> What you will do: Give back only the lines from the one with "-- sample [381,280]." through the last line of the data, exactly as they appear.

> Data for this exercise:

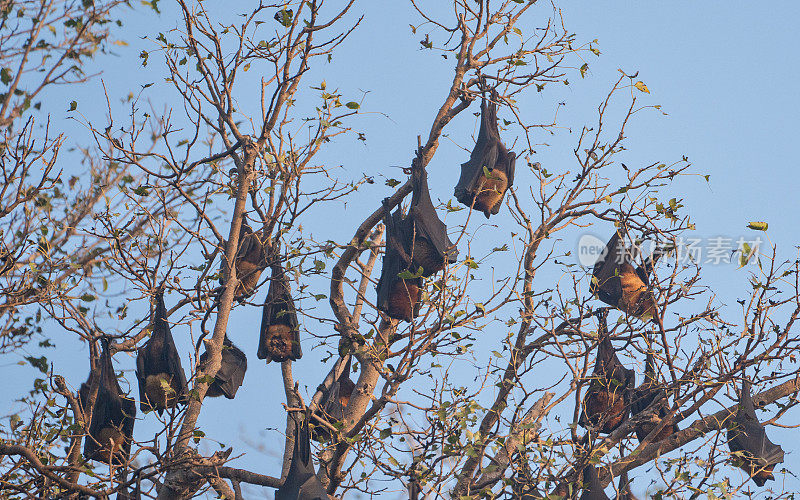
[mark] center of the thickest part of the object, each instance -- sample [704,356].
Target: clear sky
[725,73]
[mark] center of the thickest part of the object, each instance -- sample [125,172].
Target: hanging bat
[332,409]
[113,416]
[644,395]
[747,440]
[592,487]
[489,173]
[162,383]
[429,246]
[279,339]
[398,297]
[250,261]
[607,401]
[301,483]
[617,283]
[231,372]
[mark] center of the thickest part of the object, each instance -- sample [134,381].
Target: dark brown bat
[279,339]
[607,401]
[250,261]
[754,452]
[489,173]
[231,372]
[429,246]
[162,383]
[592,487]
[644,395]
[332,409]
[398,297]
[113,416]
[301,483]
[617,283]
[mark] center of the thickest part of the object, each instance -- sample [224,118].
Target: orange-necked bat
[617,283]
[250,261]
[231,372]
[592,487]
[162,383]
[429,247]
[332,408]
[113,416]
[301,483]
[748,441]
[489,173]
[398,298]
[279,339]
[607,401]
[644,395]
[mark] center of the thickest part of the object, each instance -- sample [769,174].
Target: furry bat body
[279,339]
[162,383]
[756,454]
[231,372]
[489,173]
[301,483]
[607,401]
[113,416]
[618,283]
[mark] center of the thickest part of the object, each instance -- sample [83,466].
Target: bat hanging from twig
[279,339]
[113,416]
[607,401]
[162,383]
[753,451]
[489,173]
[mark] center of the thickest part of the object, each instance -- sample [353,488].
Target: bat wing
[279,309]
[231,373]
[592,487]
[425,219]
[748,435]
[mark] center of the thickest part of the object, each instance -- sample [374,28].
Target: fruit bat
[617,283]
[643,397]
[490,169]
[113,416]
[429,246]
[301,483]
[231,372]
[250,261]
[398,297]
[162,383]
[756,454]
[592,487]
[280,334]
[607,401]
[332,409]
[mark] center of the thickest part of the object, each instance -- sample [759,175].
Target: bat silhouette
[489,173]
[592,487]
[617,283]
[747,440]
[332,409]
[301,483]
[429,247]
[398,297]
[279,339]
[231,372]
[162,383]
[607,401]
[644,395]
[113,416]
[250,261]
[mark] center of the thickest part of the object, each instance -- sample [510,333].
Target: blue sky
[724,72]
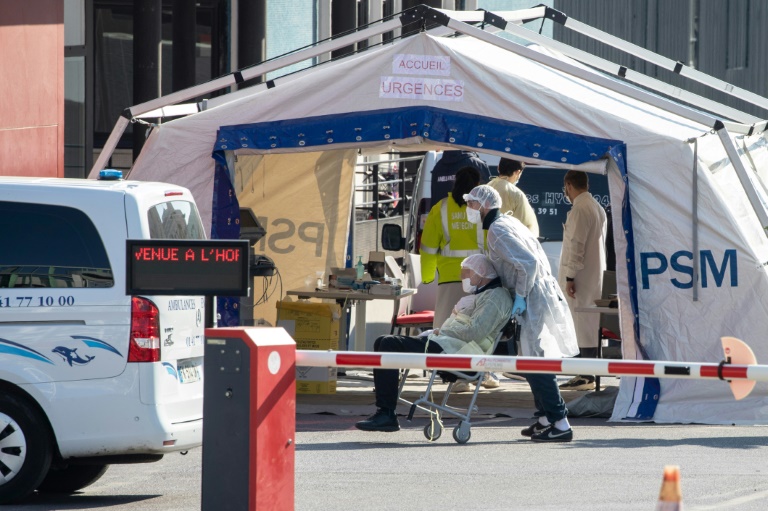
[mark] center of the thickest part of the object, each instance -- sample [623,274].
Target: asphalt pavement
[608,466]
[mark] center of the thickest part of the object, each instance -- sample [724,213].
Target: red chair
[403,319]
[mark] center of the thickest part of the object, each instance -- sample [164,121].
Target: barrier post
[249,414]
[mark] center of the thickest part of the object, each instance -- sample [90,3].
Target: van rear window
[176,220]
[50,246]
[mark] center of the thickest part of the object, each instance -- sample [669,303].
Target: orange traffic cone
[670,496]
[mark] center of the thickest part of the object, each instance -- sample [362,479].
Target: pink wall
[32,88]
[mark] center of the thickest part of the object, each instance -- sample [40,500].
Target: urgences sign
[187,267]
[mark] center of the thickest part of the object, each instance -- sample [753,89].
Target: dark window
[50,246]
[175,220]
[737,47]
[544,189]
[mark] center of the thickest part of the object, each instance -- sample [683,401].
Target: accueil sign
[418,87]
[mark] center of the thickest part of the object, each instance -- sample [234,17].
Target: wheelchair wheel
[433,430]
[461,434]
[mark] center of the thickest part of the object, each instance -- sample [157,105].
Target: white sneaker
[461,386]
[490,381]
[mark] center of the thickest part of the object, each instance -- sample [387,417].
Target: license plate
[189,372]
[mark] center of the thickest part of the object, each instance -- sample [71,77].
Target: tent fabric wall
[553,112]
[303,201]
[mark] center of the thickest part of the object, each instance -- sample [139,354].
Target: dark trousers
[546,394]
[387,381]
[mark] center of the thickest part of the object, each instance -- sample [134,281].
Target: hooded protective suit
[546,326]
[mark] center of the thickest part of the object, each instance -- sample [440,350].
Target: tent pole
[109,147]
[758,205]
[658,60]
[630,75]
[695,223]
[668,105]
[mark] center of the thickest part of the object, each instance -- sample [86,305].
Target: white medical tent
[687,184]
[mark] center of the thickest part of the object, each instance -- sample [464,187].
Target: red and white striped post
[739,368]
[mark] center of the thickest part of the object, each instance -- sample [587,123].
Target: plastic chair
[462,432]
[403,319]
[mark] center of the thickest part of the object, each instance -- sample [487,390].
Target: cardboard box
[306,321]
[315,380]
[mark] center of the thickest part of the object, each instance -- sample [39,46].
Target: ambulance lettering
[182,305]
[681,262]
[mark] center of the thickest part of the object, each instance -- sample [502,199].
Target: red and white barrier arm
[738,365]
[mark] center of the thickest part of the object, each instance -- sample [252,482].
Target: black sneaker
[580,382]
[382,420]
[552,434]
[533,428]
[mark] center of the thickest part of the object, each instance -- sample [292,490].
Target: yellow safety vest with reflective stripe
[447,239]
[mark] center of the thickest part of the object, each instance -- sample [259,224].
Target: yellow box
[315,380]
[317,344]
[309,321]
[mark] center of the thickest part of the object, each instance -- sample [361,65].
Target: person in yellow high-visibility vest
[446,240]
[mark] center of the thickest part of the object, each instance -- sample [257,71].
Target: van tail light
[421,215]
[145,331]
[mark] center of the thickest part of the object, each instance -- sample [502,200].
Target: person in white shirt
[513,200]
[582,263]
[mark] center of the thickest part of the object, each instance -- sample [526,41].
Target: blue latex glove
[519,306]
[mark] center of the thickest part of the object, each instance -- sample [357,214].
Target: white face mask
[473,216]
[467,286]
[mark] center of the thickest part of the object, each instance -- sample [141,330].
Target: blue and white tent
[688,187]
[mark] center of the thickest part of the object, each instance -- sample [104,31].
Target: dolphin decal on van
[71,356]
[13,348]
[97,343]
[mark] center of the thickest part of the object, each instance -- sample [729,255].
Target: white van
[88,375]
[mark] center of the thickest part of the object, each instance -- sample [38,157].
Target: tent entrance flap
[303,200]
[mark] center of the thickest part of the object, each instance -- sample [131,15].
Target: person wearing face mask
[513,200]
[543,314]
[582,264]
[470,331]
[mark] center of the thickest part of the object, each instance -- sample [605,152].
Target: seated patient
[471,330]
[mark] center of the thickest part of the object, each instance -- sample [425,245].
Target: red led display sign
[187,267]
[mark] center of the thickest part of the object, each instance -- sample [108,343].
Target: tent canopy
[686,220]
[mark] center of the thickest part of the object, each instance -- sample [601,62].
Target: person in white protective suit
[582,263]
[546,324]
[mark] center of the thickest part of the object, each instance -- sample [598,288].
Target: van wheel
[25,448]
[72,478]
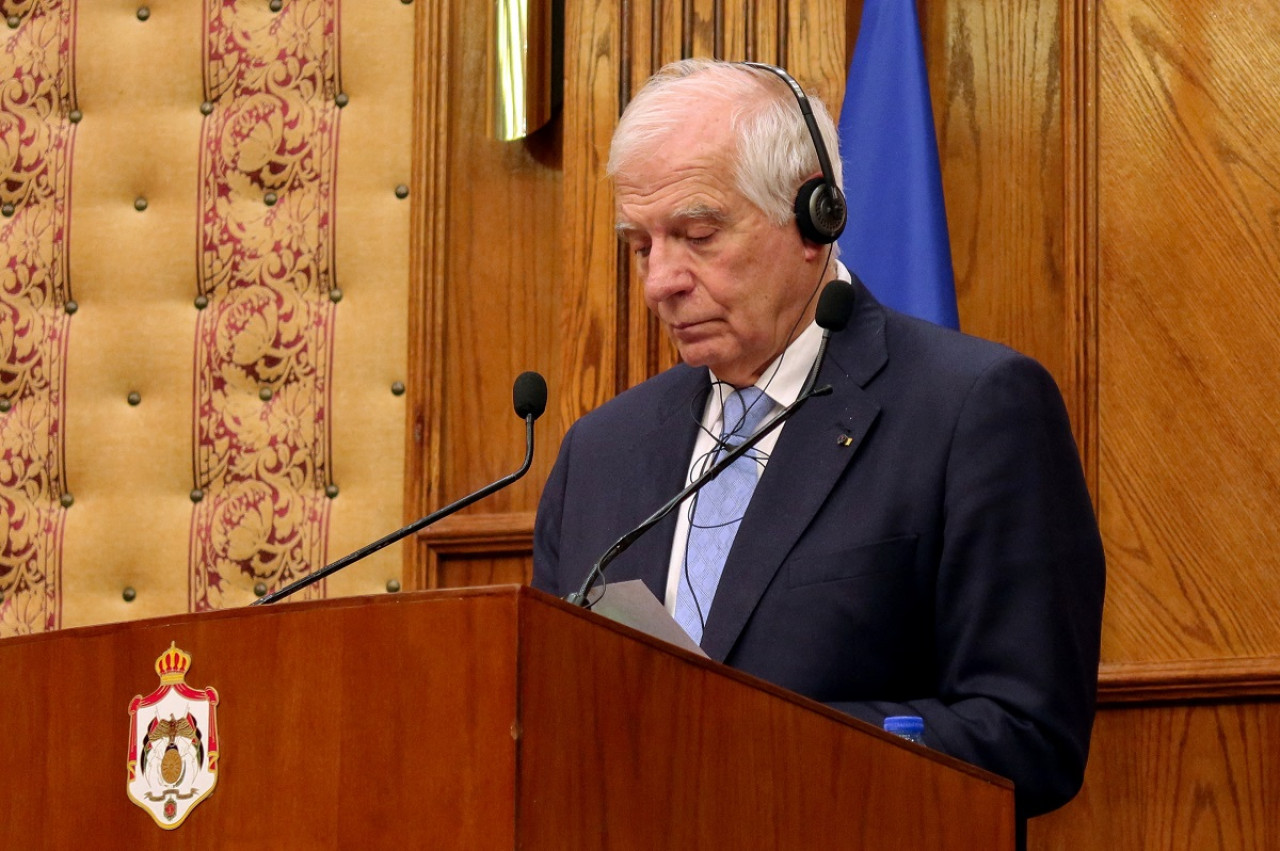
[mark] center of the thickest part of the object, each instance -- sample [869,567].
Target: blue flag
[896,238]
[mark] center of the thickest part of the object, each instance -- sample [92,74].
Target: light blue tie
[718,511]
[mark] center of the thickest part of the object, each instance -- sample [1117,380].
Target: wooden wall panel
[1179,777]
[996,83]
[1189,326]
[488,269]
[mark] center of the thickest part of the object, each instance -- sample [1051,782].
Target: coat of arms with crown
[173,744]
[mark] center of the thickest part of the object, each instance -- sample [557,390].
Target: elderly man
[920,541]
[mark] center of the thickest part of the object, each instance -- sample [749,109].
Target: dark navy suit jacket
[920,543]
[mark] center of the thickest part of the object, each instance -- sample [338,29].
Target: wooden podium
[483,718]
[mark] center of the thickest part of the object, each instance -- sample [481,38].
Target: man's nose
[666,271]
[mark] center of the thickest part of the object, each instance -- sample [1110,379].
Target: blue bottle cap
[904,724]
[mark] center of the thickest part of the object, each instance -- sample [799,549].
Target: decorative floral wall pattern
[36,135]
[264,341]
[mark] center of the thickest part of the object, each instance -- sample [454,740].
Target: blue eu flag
[896,238]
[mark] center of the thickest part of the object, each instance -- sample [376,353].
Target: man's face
[727,283]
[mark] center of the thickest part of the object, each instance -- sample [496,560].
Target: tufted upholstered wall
[204,277]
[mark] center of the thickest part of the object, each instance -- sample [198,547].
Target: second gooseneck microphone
[529,397]
[835,307]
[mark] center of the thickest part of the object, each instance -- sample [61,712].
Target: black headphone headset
[821,209]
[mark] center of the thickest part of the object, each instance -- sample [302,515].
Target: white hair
[775,151]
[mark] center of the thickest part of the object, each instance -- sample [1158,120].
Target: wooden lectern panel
[481,718]
[645,746]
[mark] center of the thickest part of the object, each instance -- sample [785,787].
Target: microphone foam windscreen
[835,306]
[529,394]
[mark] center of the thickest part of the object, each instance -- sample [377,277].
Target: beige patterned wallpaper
[204,271]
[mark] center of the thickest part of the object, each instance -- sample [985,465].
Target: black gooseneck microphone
[529,396]
[835,307]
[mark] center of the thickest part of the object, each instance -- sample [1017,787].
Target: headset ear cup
[821,211]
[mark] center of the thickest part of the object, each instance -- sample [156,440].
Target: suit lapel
[663,452]
[813,452]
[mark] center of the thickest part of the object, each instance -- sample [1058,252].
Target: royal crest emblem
[173,744]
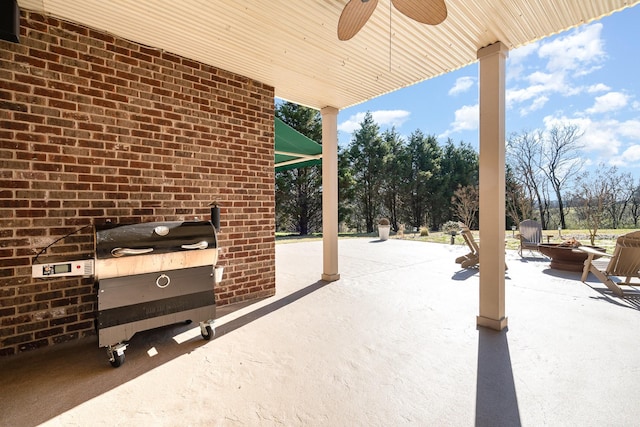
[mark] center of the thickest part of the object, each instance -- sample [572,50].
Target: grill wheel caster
[116,354]
[117,360]
[209,333]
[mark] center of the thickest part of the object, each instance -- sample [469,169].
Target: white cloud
[611,101]
[577,52]
[466,118]
[598,87]
[574,51]
[462,85]
[384,118]
[537,104]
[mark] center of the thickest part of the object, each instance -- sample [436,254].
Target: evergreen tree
[366,154]
[299,191]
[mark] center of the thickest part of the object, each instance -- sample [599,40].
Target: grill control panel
[63,268]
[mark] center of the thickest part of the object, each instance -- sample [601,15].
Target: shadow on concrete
[269,308]
[42,384]
[496,400]
[464,274]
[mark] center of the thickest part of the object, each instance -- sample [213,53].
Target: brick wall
[93,127]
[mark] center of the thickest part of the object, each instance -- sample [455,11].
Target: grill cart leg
[207,330]
[116,354]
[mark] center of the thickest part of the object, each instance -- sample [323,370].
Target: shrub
[451,227]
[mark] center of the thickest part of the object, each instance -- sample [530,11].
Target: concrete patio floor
[393,342]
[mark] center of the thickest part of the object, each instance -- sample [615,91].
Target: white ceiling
[293,46]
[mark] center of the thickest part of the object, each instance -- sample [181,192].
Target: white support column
[330,193]
[492,186]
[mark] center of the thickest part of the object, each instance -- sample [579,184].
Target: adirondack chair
[530,235]
[624,262]
[473,257]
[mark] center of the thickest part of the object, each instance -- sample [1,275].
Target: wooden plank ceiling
[293,45]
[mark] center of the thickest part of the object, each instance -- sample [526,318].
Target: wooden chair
[624,262]
[473,257]
[530,235]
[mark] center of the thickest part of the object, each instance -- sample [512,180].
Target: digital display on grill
[61,268]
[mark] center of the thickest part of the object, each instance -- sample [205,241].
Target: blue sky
[588,76]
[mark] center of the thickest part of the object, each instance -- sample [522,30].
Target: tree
[465,203]
[635,206]
[592,194]
[366,153]
[524,154]
[561,162]
[299,191]
[458,168]
[393,166]
[423,156]
[622,189]
[518,205]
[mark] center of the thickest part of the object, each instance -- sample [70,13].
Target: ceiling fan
[357,12]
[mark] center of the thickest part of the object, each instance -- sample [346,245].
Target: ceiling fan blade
[431,12]
[353,17]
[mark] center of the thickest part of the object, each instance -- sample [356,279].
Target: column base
[494,324]
[330,277]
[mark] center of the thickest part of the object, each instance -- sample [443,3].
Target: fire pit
[566,256]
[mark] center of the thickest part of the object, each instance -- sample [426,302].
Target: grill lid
[150,238]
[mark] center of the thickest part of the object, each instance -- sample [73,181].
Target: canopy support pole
[492,186]
[330,194]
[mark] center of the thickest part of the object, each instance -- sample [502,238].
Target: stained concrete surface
[393,342]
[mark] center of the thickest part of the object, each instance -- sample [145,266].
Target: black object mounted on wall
[10,21]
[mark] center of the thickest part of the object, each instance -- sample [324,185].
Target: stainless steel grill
[150,275]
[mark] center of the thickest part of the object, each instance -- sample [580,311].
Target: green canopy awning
[293,149]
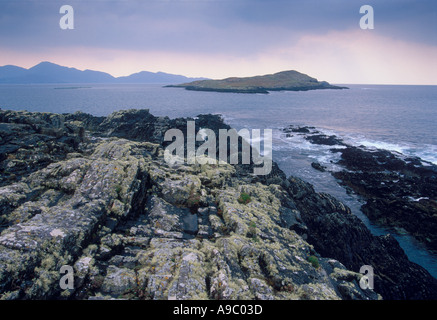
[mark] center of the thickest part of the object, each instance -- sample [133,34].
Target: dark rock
[335,232]
[318,166]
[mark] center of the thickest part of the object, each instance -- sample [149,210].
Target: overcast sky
[223,38]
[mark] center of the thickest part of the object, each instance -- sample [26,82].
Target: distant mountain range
[47,72]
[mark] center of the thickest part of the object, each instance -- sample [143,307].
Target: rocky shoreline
[95,193]
[400,192]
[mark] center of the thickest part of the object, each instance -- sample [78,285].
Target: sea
[399,118]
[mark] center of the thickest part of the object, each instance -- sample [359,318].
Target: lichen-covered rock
[135,227]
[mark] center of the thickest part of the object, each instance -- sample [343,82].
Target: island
[290,80]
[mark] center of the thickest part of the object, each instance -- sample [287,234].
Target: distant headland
[290,80]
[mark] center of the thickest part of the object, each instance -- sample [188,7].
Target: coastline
[78,158]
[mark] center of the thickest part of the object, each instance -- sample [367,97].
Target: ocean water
[397,118]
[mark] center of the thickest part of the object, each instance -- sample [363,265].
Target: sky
[224,38]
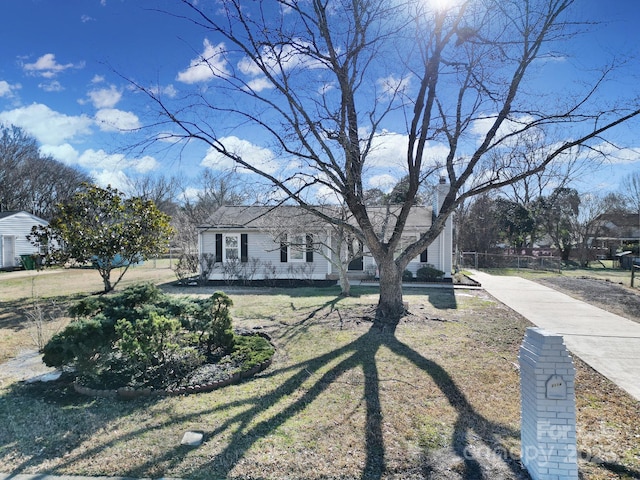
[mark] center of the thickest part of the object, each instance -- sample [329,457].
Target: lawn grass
[439,399]
[604,271]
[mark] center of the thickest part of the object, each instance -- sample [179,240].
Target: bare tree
[30,181]
[321,79]
[631,190]
[161,190]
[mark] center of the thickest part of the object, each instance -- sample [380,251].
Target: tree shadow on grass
[293,390]
[360,353]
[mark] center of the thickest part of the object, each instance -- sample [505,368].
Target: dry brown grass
[439,399]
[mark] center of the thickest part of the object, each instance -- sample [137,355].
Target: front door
[356,265]
[8,251]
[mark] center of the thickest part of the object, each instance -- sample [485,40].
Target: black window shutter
[309,248]
[244,248]
[218,247]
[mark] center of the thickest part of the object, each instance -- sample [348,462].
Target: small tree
[100,226]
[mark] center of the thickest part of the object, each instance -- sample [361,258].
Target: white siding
[264,255]
[18,226]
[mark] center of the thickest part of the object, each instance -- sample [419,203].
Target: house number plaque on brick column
[556,388]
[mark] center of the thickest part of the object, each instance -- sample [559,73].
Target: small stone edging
[131,393]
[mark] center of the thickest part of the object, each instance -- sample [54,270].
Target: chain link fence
[495,260]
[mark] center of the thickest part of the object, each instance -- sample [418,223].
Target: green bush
[143,337]
[80,345]
[428,272]
[212,321]
[251,350]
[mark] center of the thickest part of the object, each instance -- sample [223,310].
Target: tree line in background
[519,219]
[31,181]
[563,220]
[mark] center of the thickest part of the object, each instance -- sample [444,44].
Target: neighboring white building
[286,242]
[14,228]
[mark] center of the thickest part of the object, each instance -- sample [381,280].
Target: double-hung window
[231,247]
[297,248]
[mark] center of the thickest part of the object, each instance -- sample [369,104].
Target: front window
[297,248]
[231,247]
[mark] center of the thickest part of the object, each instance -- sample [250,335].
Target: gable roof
[11,213]
[264,217]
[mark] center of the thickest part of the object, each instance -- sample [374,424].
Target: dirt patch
[612,297]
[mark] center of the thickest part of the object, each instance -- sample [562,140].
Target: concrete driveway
[609,343]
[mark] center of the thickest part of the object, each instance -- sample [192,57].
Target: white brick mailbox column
[548,431]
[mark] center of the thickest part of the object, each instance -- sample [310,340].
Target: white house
[287,242]
[14,228]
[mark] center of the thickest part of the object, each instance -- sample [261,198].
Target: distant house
[287,242]
[617,229]
[14,228]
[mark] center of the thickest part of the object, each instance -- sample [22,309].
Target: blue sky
[63,63]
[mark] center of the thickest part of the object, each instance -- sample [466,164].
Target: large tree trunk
[390,305]
[345,285]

> Result:
[mark] center of the thickest part of the object, each instance -- sample [381,280].
Target: double-hung window
[231,247]
[297,248]
[mark] center of the thickest part of the object, each instance -- sample [369,104].
Target: front window
[297,248]
[231,247]
[mark] center of the thickest part of the object, each instance -- sample [250,335].
Target: gable roof
[11,213]
[264,217]
[mark] center of the thickest part of the object, each instance -- sample [374,424].
Target: dirt patch
[612,297]
[mark] center of the thickest part of the object, each instance -- sample [562,140].
Target: concrete driveway
[609,343]
[mark] center of the thickest part of the object, each instance -- sample [192,57].
Target: white brick mailbox column
[548,431]
[mark] center of the thickest part of the object, each instance -- sample [310,340].
Target: white house
[287,242]
[14,228]
[mark] center of the thickest part of the object, each instance -- sample [261,198].
Target: distant house
[287,242]
[617,229]
[14,228]
[mark] center of the thickest part of the object, each instance -- sample [22,309].
Target: blue sky
[63,63]
[mark] center of the thickest part of the object, each instance -- sample [466,164].
Target: large tree trunk
[390,305]
[345,285]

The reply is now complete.